---------- Listed records ----------
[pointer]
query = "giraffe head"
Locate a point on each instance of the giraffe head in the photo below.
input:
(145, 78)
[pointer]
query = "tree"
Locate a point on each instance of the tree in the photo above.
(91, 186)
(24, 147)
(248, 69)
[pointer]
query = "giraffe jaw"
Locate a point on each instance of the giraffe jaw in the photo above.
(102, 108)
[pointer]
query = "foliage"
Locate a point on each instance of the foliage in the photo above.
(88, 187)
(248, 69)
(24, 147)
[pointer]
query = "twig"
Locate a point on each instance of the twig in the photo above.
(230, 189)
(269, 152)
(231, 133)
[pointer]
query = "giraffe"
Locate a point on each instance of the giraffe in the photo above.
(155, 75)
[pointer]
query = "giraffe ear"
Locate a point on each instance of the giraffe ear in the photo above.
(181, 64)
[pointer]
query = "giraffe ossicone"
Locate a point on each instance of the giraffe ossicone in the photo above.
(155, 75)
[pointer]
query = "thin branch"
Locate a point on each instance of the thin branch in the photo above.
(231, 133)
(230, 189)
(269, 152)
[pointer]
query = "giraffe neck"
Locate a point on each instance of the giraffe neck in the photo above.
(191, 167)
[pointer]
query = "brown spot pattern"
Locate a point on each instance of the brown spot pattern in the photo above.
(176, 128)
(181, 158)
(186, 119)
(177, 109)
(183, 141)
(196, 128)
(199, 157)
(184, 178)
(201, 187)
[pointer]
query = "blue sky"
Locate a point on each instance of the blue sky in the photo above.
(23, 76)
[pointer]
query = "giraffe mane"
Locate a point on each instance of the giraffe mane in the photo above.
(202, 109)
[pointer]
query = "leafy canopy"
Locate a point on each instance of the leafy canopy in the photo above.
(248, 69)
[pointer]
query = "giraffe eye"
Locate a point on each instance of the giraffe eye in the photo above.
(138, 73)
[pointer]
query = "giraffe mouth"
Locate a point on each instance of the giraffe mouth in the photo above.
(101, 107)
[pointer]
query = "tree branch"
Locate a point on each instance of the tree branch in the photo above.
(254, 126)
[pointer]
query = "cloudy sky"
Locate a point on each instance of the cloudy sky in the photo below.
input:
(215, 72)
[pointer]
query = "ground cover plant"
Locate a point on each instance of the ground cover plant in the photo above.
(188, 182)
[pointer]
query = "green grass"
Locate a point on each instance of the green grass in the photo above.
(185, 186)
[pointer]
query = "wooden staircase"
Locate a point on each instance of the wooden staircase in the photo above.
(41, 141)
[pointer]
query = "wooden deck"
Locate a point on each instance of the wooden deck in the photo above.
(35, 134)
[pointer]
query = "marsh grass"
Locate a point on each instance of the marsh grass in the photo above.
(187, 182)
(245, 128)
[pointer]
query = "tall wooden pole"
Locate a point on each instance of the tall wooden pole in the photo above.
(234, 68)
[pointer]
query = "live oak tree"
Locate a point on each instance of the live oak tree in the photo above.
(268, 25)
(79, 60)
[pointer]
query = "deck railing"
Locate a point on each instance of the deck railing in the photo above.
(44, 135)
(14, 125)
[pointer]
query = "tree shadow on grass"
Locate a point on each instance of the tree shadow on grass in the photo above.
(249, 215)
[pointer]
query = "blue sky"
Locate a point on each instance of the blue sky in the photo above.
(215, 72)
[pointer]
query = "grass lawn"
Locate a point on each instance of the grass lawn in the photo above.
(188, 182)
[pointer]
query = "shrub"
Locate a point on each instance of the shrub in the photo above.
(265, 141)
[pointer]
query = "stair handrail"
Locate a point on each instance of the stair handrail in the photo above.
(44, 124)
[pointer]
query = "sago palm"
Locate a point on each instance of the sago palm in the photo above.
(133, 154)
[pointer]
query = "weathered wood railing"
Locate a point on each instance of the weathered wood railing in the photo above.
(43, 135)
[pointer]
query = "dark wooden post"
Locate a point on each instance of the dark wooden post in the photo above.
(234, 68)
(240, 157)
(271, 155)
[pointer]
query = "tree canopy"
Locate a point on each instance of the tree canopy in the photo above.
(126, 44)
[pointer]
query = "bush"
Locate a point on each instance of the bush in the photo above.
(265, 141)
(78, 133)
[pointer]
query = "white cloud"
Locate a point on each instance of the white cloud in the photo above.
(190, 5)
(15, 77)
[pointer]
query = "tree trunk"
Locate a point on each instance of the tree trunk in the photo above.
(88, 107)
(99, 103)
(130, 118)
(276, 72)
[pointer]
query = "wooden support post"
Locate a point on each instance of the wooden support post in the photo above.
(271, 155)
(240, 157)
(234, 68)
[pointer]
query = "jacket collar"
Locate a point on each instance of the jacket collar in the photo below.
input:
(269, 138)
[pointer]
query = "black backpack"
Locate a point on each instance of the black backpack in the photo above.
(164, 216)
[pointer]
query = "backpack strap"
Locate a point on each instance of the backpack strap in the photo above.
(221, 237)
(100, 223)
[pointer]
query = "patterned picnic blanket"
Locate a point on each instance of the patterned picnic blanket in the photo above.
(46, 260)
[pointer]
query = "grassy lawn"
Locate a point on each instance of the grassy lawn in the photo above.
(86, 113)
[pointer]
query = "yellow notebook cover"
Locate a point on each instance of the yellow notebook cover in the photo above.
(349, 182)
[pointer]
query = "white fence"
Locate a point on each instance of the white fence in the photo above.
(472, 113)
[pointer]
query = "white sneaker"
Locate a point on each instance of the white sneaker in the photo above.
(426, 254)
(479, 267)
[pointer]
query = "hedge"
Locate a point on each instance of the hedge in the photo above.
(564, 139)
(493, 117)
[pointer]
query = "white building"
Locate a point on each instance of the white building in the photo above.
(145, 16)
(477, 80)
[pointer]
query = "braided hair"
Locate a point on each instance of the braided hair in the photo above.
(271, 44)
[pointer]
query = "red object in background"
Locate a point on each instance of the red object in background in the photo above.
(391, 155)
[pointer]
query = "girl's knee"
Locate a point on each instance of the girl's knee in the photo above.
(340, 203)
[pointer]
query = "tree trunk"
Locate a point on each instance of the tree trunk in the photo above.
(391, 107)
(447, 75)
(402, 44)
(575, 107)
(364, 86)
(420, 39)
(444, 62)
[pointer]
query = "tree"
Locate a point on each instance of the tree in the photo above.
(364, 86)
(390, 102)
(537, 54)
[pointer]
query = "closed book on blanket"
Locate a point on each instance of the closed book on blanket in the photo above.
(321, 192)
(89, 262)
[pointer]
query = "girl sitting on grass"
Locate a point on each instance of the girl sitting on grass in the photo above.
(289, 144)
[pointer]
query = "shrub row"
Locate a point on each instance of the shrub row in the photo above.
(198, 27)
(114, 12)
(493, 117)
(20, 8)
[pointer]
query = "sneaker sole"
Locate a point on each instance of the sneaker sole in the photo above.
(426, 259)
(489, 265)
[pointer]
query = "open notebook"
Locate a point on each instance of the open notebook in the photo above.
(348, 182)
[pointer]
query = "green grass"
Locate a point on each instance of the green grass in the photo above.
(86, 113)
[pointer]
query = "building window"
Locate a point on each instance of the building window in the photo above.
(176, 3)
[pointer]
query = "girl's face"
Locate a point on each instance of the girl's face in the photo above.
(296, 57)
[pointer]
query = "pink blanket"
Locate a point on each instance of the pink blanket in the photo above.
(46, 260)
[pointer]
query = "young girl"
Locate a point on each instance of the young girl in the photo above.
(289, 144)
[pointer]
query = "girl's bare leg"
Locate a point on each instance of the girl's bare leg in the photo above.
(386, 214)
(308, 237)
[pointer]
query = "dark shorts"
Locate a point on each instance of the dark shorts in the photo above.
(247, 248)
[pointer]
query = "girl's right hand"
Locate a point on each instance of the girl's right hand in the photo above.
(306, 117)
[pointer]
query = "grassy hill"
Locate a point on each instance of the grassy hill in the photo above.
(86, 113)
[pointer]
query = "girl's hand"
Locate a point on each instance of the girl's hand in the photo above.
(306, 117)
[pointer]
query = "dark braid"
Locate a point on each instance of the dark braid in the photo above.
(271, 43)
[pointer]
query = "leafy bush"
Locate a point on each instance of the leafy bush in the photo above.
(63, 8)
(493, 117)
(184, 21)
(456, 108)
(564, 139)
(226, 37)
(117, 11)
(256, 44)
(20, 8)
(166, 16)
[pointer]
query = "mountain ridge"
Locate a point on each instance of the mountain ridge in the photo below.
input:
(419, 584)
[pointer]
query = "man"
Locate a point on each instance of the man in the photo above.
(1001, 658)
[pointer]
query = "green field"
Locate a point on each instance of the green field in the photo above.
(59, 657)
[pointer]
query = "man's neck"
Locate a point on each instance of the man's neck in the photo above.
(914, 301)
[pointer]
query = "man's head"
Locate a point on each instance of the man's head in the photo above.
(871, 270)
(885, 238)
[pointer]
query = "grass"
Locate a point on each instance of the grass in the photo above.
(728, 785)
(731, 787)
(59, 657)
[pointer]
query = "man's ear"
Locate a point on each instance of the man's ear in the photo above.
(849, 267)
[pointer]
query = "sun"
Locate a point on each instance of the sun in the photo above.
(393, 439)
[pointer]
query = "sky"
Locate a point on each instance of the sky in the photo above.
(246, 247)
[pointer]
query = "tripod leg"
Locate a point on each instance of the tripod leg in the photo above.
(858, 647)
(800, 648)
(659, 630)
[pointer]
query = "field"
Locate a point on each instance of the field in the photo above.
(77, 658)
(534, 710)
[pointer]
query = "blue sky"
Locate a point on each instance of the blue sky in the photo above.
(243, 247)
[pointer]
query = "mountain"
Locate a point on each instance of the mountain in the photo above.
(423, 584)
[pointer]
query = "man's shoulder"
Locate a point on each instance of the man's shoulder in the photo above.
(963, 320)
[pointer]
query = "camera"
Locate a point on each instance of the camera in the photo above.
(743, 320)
----------
◆ The problem
From the records, copy out each line that includes the string "ridge".

◆ Response
query = "mountain ridge"
Locate a point on each instance of the mountain ridge in the photo below.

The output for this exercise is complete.